**EXCERPTED RECORDS**
• • •

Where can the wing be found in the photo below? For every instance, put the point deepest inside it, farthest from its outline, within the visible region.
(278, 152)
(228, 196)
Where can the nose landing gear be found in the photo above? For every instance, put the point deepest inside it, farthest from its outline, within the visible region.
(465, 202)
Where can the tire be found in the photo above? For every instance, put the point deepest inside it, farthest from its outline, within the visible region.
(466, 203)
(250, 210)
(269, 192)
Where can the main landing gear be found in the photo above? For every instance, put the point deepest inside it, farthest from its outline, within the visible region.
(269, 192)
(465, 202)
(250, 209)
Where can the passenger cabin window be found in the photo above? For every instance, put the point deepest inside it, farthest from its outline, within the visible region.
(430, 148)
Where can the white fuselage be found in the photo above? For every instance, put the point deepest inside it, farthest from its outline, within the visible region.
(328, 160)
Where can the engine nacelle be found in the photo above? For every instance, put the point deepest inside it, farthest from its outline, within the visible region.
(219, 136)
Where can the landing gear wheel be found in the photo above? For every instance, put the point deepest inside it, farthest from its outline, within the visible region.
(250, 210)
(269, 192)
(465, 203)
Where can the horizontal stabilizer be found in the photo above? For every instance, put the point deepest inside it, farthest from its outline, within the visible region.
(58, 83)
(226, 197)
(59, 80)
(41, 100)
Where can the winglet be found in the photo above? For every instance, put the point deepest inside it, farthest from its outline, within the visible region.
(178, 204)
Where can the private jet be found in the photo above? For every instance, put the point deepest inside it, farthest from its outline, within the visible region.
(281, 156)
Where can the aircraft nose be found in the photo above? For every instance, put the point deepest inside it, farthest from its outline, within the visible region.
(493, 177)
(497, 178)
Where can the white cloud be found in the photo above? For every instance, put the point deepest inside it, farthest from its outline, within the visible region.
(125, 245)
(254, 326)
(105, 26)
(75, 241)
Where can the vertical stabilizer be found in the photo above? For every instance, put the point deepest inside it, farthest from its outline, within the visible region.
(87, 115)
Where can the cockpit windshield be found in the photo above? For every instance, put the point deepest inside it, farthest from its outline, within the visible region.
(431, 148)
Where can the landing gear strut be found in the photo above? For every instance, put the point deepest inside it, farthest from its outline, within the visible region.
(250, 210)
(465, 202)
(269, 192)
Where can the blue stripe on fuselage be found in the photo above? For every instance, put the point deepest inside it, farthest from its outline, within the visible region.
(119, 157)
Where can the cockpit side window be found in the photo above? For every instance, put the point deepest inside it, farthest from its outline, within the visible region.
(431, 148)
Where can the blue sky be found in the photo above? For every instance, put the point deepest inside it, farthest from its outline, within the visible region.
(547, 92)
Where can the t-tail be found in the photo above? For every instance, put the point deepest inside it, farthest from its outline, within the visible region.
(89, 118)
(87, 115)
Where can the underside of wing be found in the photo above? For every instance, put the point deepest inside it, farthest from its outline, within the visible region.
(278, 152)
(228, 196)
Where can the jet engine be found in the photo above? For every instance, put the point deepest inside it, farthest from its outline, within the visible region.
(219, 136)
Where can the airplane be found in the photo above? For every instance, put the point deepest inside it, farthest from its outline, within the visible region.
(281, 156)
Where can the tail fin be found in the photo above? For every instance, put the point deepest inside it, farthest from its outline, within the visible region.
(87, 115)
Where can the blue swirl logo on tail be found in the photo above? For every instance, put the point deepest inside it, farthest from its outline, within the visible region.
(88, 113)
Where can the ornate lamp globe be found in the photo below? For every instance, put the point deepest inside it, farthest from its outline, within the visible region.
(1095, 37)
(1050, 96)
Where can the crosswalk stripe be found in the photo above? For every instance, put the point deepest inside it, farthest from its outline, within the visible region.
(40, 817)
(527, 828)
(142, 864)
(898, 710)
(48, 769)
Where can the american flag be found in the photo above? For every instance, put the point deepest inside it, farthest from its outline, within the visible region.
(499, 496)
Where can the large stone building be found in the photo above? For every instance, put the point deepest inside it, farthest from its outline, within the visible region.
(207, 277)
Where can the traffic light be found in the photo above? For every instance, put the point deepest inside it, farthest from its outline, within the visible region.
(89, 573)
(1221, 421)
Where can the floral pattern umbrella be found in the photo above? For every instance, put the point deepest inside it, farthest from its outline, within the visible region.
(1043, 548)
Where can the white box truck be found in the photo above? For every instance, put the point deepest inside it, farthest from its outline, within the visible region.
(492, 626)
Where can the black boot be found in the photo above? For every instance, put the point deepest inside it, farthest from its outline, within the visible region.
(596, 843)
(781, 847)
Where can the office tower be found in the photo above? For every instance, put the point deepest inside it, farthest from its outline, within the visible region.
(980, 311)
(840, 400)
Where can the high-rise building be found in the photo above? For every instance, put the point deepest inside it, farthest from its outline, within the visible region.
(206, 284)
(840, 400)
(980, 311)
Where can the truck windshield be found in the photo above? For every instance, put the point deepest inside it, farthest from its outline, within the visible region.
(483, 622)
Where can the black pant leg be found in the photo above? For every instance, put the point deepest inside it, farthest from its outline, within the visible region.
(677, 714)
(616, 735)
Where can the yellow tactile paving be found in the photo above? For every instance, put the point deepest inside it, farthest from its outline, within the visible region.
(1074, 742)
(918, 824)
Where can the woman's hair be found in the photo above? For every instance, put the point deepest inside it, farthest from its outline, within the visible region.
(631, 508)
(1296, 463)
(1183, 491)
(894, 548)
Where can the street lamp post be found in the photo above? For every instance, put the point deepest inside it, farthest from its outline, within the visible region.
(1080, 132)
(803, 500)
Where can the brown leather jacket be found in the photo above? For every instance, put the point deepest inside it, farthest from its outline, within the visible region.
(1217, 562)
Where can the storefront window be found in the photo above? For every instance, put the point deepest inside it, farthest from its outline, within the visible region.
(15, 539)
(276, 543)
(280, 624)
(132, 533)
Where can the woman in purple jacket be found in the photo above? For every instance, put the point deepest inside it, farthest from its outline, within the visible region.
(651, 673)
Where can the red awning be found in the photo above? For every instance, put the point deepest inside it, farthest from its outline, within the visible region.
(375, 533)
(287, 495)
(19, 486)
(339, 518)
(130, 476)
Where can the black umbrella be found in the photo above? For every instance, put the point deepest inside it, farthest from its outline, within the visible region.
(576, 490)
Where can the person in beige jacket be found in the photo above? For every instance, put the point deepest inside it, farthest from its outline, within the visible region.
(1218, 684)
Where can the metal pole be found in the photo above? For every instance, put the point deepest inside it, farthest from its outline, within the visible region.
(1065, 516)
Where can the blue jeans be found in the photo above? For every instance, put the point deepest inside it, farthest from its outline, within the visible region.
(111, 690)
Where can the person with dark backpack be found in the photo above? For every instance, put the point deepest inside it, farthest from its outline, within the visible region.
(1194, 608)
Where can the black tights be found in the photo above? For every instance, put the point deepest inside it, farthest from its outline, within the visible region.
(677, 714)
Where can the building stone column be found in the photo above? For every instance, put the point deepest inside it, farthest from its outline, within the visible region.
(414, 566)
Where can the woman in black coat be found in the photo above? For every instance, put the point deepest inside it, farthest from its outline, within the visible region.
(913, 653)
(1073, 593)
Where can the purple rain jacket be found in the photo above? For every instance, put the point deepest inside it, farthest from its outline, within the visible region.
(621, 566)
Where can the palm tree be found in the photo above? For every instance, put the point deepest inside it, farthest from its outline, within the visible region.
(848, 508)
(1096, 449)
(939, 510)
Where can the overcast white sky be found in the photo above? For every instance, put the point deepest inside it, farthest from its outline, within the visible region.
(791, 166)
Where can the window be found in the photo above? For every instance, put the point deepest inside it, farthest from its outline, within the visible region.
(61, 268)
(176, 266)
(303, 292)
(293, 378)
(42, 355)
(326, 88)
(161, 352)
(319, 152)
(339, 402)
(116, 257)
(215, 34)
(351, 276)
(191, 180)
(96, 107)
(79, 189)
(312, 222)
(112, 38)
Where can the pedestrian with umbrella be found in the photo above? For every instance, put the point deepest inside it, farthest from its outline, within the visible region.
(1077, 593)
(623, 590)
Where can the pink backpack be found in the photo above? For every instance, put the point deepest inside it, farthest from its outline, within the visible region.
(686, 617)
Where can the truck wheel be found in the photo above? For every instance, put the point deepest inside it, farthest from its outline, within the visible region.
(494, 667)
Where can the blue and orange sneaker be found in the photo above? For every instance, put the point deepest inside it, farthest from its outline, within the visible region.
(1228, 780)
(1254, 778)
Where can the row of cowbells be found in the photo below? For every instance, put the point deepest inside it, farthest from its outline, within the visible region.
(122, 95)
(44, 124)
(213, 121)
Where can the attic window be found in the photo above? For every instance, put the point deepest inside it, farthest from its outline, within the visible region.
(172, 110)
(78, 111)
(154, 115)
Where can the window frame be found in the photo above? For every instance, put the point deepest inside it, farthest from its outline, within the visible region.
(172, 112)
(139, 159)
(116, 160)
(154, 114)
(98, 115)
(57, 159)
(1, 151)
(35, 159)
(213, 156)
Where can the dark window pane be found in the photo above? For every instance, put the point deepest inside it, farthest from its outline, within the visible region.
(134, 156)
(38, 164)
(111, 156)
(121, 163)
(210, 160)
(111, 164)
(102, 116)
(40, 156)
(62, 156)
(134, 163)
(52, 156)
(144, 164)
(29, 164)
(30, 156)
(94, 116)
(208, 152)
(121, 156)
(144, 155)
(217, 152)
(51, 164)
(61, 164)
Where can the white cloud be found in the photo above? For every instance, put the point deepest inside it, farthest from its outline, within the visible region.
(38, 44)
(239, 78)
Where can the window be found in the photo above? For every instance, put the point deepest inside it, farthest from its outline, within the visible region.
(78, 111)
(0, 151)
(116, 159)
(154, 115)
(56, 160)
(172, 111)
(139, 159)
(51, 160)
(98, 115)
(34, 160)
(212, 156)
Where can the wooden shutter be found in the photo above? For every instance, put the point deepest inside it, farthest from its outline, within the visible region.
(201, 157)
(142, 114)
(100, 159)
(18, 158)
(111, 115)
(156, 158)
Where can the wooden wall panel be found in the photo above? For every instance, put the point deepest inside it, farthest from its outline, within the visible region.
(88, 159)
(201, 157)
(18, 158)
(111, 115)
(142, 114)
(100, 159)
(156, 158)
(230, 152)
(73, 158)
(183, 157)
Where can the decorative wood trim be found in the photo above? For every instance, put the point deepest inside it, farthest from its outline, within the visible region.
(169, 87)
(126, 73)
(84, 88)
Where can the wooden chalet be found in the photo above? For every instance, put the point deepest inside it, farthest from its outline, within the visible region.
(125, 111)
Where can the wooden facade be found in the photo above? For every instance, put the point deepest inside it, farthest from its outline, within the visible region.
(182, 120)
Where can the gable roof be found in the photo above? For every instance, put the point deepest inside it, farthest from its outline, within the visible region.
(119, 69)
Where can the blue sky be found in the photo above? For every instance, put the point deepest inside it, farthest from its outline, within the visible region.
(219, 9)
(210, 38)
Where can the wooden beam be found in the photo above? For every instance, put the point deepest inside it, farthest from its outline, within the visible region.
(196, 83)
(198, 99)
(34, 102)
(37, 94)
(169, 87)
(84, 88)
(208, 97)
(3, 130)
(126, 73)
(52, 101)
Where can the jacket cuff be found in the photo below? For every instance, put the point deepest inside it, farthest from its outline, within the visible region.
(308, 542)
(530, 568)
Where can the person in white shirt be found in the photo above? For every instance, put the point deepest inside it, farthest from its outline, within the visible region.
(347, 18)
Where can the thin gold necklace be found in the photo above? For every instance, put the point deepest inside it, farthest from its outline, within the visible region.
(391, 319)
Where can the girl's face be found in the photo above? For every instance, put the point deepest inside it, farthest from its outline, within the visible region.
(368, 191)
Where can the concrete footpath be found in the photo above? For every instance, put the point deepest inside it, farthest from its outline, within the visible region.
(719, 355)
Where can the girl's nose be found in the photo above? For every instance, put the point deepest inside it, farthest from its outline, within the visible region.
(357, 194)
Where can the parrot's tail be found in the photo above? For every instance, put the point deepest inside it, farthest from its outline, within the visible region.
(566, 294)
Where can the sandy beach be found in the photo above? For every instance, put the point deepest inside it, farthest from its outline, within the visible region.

• • •

**DIRECTIVE**
Everything from the line that contains "Where can the person in white" through the end of the records must be duplicated exactly, and nothing outside that range.

**WORKED ANSWER**
Where can the person in white shirt be found in the photo above? For every instance, put the point deepest inside it, farthest from its outline, within the visible region.
(347, 18)
Where can the thin gold necklace be found in the photo above? For every instance, put the point deepest inside it, farthest from its outline, within the visible region.
(391, 319)
Where can the girl's face be found in the photo above? For every instance, put the point deepest inside it, farthest from its outline, within the visible region.
(368, 191)
Where can the concrete footpath be found in the photo above? For every instance, put the point deepest inside it, farthest from its outline, within the visible region.
(719, 355)
Where can the girl's nose be found in the photo above? For every instance, put the point deepest inside it, farthest from its outline, within the visible region.
(357, 194)
Where can the parrot's tail be found in the photo above? For every instance, put the point deepest inside it, farthest from its outline, within the visible region.
(566, 294)
Where can the sandy beach be found in the photo above? For every instance, put the point deepest inside it, farthest from its outline, within the visible region.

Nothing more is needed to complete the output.